Référence : 2012 CAF 55

 

CORAM :      LA JUGE SHARLOW

                        LA JUGE DAWSON

                        LA JUGE TRUDEL

 

ENTRE :

PETER LIVADITIS

appelant

et

AGENCE DU REVENU DU CANADA

intimée

 

 

 

 

Audience tenue à Calgary (Alberta), le 15 février 2012

Jugement prononcé à l’audience à Calgary (Alberta), le 15 février 2012

 

 

MOTIFS DU JUGEMENT DE LA COUR :                                                         LA JUGE TRUDEL

 


Date : 20120215

Dossier : A‑398‑10

Référence : 2012 CAF 55

 

CORAM :      LA JUGE SHARLOW

                        LA JUGE DAWSON

                        LA JUGE TRUDEL

 

ENTRE :

PETER LIVADITIS

appelant

et

AGENCE DU REVENU DU CANADA

intimée

 

MOTIFS DU JUGEMENT DE LA COUR

(prononcés à l’audience à Calgary (Alberta), le 15 février 2012)

LA JUGE TRUDEL

[1]               M. Livaditis (l’appelant) a, dans le cadre du Programme de divulgation volontaire (PDV), demandé sans succès au ministre du Revenu national (ou à son délégué) l’annulation, pour l’année d’imposition 2006, des pénalités et des intérêts sur le gain en capital qu’il n’avait pas déclaré antérieurement. Sa demande a été refusée au second niveau par le délégué du ministre au motif qu’[traduction] « une mesure d’exécution [avait] déjà été prise relativement à ce compte avant la divulgation » (décision du délégué du ministre, dossier d’appel, à la page 107).

[2]               La Cour fédérale a débouté l’appelant de la demande de contrôle judiciaire qu’il a par la suite présentée (2010 CF 950).

 

[3]               Dans ses motifs, le juge de la Cour fédérale (le juge de première instance) a examiné la décision administrative contestée à la lumière des deux questions suivantes sur lesquelles le délégué du ministre s’était penché (compte rendu de la décision de second niveau PDV, dossier d’appel, à la page 153) :

 

1)                  Y a‑t‑il eu un contact direct entre un employé de l’ARC, ou une autre autorité ou administration, et le contribuable pour une raison reliée à l’inobservation d’une règle (p. ex., déclarations non déposées, vérification, questions de recouvrement) ou est‑ce que le contribuable est probablement au courant de la mesure d’exécution?

 

2)                  Une mesure d’exécution a‑t‑elle été prise contre une personne associée au contribuable ou à un tiers, ou reliée à une de ces personnes, dans un cas où la mesure d’exécution entretient un lien suffisant avec la présente divulgation, et aurait probablement permis de découvrir les renseignements qui font l’objet de la divulgation?

 

 

[4]               Ces questions découlent de la circulaire d’information IC00‑1R2 relative à la PDV et aux Lignes directrices sur la PDV de juin 2008, qui énumèrent les quatre conditions qu’une divulgation doit remplir pour pouvoir être considérée comme une divulgation valide, la première étant qu’elle soit volontaire, c’est‑à‑dire qu’il faut répondre par la négative aux deux questions précitées. La question de savoir si elle était volontaire est la seule question qui se pose en ce qui concerne la divulgation faite par l’appelant.

----------

=== CONSIGNES DES TÂCHES ===
(a) Répondez aux questions suivantes en vous fondant sur le jugement.
(i) Dans quelle ville l'audience a-t-elle été tenue ?
(ii) Pour quelle année d'imposition l'appelant demandait-il l'annulation des pénalités et des intérêts ?
(iii) Combien de conditions une divulgation doit-elle remplir pour être considérée comme valide ?
(b) Transcrivez fidèlement le passage du jugement compris entre « [4]               Ces questions » et « faite par l’appelant. », ces deux extrémités incluses.
Le listing qui suit provient d'une source distincte.

----------

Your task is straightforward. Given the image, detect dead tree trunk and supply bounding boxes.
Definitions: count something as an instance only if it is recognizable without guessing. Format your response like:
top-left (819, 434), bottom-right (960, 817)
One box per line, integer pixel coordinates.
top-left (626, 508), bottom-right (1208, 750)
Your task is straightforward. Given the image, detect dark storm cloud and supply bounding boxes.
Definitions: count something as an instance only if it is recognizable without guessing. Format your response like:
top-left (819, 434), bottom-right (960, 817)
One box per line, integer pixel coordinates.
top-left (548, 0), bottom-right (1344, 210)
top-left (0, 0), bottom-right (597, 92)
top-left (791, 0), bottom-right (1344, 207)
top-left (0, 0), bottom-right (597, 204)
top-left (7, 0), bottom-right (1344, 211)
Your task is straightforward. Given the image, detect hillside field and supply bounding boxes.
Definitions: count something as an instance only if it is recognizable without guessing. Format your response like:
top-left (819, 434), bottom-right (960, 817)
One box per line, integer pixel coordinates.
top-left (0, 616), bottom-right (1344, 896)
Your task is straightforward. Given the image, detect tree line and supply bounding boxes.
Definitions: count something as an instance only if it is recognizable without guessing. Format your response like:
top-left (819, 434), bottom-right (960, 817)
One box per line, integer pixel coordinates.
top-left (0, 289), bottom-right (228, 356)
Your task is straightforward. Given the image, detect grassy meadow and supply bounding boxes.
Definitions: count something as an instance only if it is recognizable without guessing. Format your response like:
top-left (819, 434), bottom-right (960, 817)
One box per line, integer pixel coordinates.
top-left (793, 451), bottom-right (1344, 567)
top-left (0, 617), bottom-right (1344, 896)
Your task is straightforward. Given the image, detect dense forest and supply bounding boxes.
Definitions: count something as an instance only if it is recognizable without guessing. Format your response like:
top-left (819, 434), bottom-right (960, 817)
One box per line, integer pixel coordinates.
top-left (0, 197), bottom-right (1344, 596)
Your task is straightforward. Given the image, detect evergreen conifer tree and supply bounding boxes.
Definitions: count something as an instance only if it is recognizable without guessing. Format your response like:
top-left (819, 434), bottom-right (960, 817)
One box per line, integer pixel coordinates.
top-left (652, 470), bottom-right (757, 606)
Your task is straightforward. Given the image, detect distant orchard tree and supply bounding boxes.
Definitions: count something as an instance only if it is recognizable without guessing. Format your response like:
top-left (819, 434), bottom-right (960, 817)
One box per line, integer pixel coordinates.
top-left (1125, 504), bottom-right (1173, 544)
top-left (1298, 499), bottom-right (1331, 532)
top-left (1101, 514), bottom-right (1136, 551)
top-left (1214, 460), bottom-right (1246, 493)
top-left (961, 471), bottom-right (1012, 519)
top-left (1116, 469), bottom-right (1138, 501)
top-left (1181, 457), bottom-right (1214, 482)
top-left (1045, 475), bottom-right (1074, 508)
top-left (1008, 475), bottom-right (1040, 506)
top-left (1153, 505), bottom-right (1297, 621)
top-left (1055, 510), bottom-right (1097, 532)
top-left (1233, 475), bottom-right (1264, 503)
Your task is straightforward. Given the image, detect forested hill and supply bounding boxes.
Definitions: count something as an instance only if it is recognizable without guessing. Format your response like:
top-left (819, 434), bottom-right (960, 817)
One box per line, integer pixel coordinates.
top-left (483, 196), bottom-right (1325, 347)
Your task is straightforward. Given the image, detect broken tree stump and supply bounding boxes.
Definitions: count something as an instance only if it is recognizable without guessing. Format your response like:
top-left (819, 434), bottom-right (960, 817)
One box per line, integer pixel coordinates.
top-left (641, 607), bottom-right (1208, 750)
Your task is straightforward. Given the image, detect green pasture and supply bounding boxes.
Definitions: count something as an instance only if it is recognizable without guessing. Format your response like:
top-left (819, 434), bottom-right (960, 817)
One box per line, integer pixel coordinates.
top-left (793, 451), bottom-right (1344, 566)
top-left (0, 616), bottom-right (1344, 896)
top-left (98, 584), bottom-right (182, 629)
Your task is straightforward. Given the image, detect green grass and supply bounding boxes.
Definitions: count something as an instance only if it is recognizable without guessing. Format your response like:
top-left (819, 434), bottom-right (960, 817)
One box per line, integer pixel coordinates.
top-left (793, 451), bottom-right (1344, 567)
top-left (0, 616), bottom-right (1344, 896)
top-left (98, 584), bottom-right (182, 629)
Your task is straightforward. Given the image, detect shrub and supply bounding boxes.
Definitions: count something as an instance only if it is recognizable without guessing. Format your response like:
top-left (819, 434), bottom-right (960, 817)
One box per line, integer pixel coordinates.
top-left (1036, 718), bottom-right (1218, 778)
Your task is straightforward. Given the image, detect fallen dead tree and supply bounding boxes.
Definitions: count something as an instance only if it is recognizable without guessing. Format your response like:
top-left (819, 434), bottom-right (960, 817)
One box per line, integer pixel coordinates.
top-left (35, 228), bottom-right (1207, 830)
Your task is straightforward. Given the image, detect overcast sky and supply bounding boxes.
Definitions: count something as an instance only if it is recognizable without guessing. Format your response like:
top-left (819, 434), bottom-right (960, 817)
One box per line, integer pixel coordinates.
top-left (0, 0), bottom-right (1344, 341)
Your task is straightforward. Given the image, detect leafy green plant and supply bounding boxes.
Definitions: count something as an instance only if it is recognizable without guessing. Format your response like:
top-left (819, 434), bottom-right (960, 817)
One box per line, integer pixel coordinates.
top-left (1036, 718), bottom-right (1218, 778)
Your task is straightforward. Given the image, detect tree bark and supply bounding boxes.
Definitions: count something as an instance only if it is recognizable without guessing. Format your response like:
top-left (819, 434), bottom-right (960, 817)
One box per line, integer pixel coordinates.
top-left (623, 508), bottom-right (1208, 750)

----------

=== RÉPONSES ATTENDUES ===
(a)
(i) À Calgary (Alberta).
(ii) Pour l'année d'imposition 2006.
(iii) Quatre conditions.

(b)
[4]               Ces questions découlent de la circulaire d’information IC00‑1R2 relative à la PDV et aux Lignes directrices sur la PDV de juin 2008, qui énumèrent les quatre conditions qu’une divulgation doit remplir pour pouvoir être considérée comme une divulgation valide, la première étant qu’elle soit volontaire, c’est‑à‑dire qu’il faut répondre par la négative aux deux questions précitées. La question de savoir si elle était volontaire est la seule question qui se pose en ce qui concerne la divulgation faite par l’appelant.